── EXCERPT PROVIDED

I've really got my doubts
So we have this situation where the LLMs start spouting lies. Now, why is that?
Everybody on the LLM bandwagon will cry "It's the training data set". But is that really true? I seriously do not think so.
These models are just statistical guessing machines. Whatever words are most likely to come-up next, it outputs. It has no concept of truth, of facts, nor the meaning of its own output. It has no concept of meaning. It has no concepts at all.
So imagine you give it a clean, truthful dataset. Just because the individual inputs may have been truthful, it doesn't mean that this property will be preserved after its "Great Statistical Remix." Until somebody can show me an algorithm that has the proven property of "Truth Preservation" then this whole idea seems deeply flawed, and I suspect the pursuit of a "Curated dataset" will be nothing but a wild-goose chase.

────
── STORED DATA

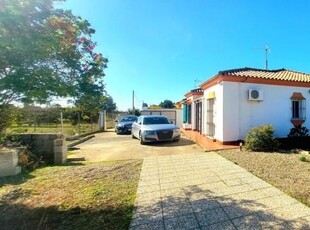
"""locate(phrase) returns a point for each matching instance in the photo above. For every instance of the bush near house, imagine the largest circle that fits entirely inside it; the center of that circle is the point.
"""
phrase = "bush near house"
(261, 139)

────
── STORED DATA

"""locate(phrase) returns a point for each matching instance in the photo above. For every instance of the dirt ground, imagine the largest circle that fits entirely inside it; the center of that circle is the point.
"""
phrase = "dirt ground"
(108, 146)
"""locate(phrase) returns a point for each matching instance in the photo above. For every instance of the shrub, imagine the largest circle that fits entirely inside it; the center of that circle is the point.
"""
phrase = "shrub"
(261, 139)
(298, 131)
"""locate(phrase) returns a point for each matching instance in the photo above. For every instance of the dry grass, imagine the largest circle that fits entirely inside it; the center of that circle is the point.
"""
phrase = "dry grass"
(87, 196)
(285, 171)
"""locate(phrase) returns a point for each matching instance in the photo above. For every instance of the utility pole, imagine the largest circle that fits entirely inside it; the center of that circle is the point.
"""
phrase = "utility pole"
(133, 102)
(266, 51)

────

• _APPLY WHAT YOU READ_
1. In the post doubting LLM training data, what property must an algorithm be proven to have before the writer will accept the idea?
2. Please carry on the post doubting LLM training data from its final sentence, in the same voice.
The records have no role in any of this work.

• _ANSWERS BY ITEM_
1. "Truth Preservation."

2.
Consider:
In images, there are often features that we humans think of as "Fingers." Now, to the AI, this might be just a statistical pattern, but however you look at it, in a photograph containing a hand, the feature that we might call a "Finger" is statistically very likely to be followed by another "Finger." Now, unless you have some sort of understanding of what a finger is, and how many a typical human might have, the simple probability is that a finger is very often right next to another finger. So what do our favourite image-generative AIs produce? That's right, pictures of people with the wrong number of fingers.
Go on: try it. Ask one for an image of "A man covering his face with his hands." I bet you get six or seven fingers per hand.
So ... what's my point about the fingers? Let me ask this: Exactly how many photos in the image-generator-AI's training set do you think depicted people with seven fingers? I'm betting it's a very, very low number.
We all understand the truth of "Garbage-In, Garbage-Out" ... but it does NOT imply "Truth-In Truth-Out" at all. Not one little bit.